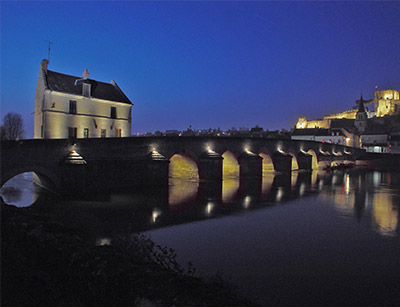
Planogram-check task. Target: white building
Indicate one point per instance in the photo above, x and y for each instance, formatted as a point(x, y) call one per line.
point(68, 106)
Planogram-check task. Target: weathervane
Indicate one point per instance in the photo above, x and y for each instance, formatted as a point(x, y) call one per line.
point(48, 54)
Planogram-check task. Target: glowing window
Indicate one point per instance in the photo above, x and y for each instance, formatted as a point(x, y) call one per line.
point(72, 132)
point(113, 112)
point(86, 90)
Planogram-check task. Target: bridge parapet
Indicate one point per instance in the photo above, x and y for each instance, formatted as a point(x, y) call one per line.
point(113, 163)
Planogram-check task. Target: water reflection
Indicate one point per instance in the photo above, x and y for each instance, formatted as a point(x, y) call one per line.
point(20, 191)
point(353, 194)
point(363, 195)
point(182, 193)
point(385, 214)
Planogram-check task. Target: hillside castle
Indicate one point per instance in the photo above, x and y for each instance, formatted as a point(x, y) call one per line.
point(386, 102)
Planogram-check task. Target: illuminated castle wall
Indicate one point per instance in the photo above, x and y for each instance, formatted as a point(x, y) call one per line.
point(69, 106)
point(385, 102)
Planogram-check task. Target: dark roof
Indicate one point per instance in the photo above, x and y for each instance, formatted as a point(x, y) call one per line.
point(342, 123)
point(311, 131)
point(66, 84)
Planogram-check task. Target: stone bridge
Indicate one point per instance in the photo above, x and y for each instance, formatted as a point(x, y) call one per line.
point(91, 165)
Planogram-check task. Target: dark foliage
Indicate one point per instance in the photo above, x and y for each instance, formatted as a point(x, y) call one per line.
point(46, 264)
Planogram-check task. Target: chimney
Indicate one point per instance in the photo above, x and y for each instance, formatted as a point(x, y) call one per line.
point(43, 64)
point(85, 74)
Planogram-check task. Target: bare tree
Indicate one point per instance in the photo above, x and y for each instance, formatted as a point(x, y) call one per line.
point(13, 127)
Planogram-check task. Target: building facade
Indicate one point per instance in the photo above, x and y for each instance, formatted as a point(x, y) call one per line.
point(72, 107)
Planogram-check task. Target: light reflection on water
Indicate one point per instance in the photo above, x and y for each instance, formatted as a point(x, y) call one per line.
point(282, 226)
point(20, 191)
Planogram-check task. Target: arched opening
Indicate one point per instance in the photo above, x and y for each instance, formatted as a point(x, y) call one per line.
point(181, 193)
point(230, 166)
point(267, 164)
point(230, 188)
point(24, 189)
point(314, 163)
point(184, 167)
point(295, 165)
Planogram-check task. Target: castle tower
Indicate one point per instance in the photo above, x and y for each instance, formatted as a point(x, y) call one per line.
point(361, 117)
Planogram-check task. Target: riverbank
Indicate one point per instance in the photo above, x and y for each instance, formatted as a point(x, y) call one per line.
point(44, 263)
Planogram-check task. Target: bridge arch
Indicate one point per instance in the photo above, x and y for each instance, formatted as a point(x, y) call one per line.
point(314, 159)
point(267, 162)
point(183, 165)
point(230, 165)
point(295, 164)
point(44, 177)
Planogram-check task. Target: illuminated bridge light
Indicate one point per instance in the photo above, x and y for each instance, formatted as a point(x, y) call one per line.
point(182, 166)
point(103, 241)
point(279, 194)
point(155, 215)
point(230, 165)
point(267, 164)
point(246, 202)
point(209, 208)
point(74, 158)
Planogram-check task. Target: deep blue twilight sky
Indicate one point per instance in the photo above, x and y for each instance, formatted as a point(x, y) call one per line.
point(207, 64)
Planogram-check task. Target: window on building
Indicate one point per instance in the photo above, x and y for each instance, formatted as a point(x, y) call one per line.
point(86, 90)
point(113, 112)
point(72, 132)
point(119, 133)
point(72, 107)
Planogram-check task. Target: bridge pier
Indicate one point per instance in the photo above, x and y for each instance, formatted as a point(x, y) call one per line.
point(304, 161)
point(250, 165)
point(282, 162)
point(210, 166)
point(324, 161)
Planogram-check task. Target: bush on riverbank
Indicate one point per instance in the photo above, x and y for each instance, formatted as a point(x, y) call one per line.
point(45, 264)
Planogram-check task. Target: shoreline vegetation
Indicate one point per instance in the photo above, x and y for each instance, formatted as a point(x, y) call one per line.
point(44, 263)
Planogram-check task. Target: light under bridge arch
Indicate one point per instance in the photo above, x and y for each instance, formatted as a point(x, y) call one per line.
point(183, 165)
point(230, 165)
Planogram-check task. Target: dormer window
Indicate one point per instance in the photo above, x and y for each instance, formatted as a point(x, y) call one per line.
point(113, 112)
point(86, 90)
point(72, 107)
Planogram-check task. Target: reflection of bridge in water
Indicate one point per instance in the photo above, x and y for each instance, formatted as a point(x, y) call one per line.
point(92, 165)
point(351, 192)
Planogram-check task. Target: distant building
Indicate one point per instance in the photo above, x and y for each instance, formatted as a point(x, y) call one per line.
point(375, 134)
point(385, 102)
point(67, 106)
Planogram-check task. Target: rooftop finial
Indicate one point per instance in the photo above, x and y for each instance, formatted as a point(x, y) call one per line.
point(85, 74)
point(48, 51)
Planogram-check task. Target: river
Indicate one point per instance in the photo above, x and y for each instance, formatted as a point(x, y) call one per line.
point(320, 238)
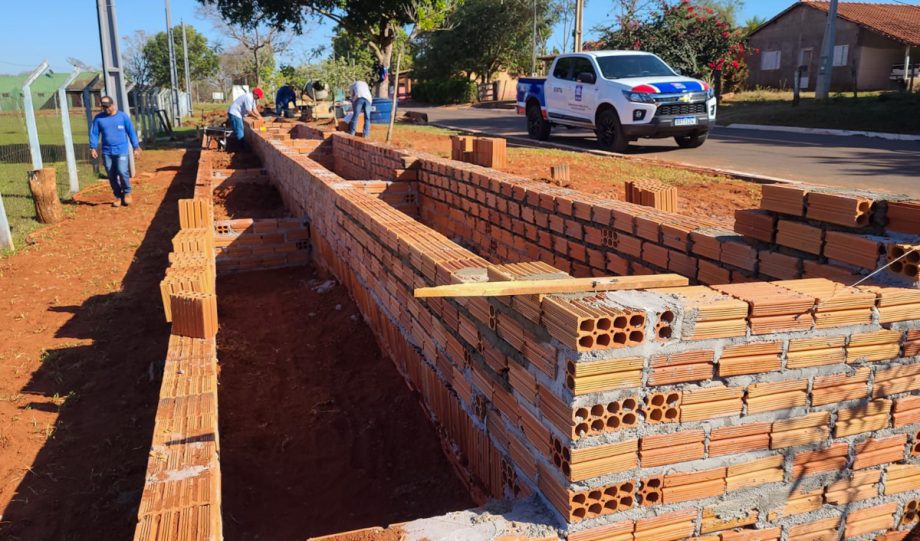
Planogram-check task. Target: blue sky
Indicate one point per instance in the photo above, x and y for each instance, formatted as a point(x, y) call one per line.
point(63, 28)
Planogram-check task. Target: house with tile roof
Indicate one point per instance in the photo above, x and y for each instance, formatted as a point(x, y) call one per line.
point(873, 44)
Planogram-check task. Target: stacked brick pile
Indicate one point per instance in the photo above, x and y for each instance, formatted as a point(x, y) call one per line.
point(651, 193)
point(182, 488)
point(784, 410)
point(808, 231)
point(484, 151)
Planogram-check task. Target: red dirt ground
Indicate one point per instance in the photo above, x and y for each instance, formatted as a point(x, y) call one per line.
point(319, 433)
point(82, 341)
point(247, 200)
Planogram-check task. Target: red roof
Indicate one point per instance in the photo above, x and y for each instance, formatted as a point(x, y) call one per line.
point(899, 22)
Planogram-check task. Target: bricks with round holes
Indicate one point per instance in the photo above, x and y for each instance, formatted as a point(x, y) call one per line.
point(744, 374)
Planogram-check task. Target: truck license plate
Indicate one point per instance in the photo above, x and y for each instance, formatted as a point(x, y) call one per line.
point(685, 121)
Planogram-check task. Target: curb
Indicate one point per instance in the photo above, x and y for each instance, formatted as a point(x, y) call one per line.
point(526, 142)
point(826, 131)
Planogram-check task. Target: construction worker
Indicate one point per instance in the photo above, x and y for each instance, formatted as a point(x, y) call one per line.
point(242, 107)
point(360, 95)
point(283, 97)
point(117, 133)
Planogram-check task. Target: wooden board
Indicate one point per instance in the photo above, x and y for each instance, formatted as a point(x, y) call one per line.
point(547, 287)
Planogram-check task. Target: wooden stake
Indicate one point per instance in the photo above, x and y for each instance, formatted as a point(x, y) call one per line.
point(43, 185)
point(546, 287)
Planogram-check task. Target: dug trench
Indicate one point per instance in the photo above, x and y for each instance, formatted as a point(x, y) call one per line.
point(319, 432)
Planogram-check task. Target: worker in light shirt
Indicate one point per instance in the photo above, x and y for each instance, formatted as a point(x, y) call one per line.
point(360, 95)
point(242, 107)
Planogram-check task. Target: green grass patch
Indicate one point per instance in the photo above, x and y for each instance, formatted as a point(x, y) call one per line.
point(15, 163)
point(893, 112)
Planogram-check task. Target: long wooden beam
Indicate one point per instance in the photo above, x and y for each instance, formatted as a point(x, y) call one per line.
point(547, 287)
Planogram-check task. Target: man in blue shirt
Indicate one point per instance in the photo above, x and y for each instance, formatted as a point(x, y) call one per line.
point(283, 97)
point(245, 106)
point(117, 132)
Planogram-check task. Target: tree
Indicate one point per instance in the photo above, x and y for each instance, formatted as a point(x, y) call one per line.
point(487, 36)
point(375, 22)
point(260, 40)
point(202, 58)
point(137, 65)
point(693, 38)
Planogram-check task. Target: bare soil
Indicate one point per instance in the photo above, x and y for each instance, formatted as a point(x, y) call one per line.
point(82, 341)
point(319, 433)
point(248, 200)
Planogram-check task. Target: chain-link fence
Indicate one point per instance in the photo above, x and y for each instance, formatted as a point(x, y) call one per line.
point(15, 156)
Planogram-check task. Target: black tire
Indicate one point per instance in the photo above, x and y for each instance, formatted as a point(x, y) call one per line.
point(537, 127)
point(610, 132)
point(691, 141)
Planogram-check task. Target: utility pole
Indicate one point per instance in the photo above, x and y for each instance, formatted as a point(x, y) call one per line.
point(579, 19)
point(533, 60)
point(111, 61)
point(188, 81)
point(173, 73)
point(826, 67)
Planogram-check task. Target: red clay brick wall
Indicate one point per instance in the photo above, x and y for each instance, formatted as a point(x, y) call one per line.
point(744, 411)
point(247, 244)
point(812, 231)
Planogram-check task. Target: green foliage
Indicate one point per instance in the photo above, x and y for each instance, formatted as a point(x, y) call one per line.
point(693, 38)
point(445, 91)
point(203, 60)
point(485, 37)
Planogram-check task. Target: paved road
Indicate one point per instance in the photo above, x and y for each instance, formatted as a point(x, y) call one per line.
point(850, 162)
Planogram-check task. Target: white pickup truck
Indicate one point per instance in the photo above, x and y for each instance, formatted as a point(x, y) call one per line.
point(621, 95)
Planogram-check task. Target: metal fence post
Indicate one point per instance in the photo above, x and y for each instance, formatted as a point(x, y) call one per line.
point(34, 147)
point(68, 135)
point(88, 108)
point(6, 238)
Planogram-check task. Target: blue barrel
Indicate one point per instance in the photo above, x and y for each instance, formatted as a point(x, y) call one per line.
point(381, 109)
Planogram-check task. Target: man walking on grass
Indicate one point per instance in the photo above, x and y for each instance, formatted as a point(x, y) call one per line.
point(117, 132)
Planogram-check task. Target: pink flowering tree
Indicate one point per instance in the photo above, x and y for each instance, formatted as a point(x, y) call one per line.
point(694, 39)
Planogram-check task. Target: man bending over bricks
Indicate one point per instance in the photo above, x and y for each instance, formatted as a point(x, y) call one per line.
point(242, 107)
point(360, 95)
point(117, 131)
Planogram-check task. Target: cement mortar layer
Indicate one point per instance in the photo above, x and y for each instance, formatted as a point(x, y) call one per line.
point(518, 519)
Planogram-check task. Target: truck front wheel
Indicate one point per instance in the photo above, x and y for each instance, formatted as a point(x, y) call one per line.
point(610, 132)
point(537, 127)
point(690, 141)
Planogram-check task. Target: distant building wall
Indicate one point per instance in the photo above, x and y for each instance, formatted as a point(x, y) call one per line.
point(797, 36)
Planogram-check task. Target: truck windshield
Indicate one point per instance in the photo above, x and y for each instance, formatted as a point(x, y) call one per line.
point(633, 65)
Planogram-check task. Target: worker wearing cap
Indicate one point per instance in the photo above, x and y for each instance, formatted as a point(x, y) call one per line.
point(117, 133)
point(243, 107)
point(283, 97)
point(360, 95)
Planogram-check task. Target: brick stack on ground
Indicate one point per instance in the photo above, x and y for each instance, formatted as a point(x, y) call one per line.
point(182, 487)
point(813, 231)
point(747, 410)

:::

Rewrite the rows from the line that has "Planogram-check task. Target: worker wearing" through the end of the rows, with "brick stack" changed to "pile of bricks" and everything else left as it is.

Planogram-check task. Target: worker wearing cap
Indicate one point per instance in the photo above, x and y for each instance, formatted as a point(x, y) call one per line.
point(117, 133)
point(243, 107)
point(283, 97)
point(360, 95)
Planogram-check task. Target: pile of bricks on ground
Indicate one point per instance in the photo above, x and y for each instance, formatted as a point(x, y) call one per line.
point(182, 487)
point(813, 231)
point(747, 410)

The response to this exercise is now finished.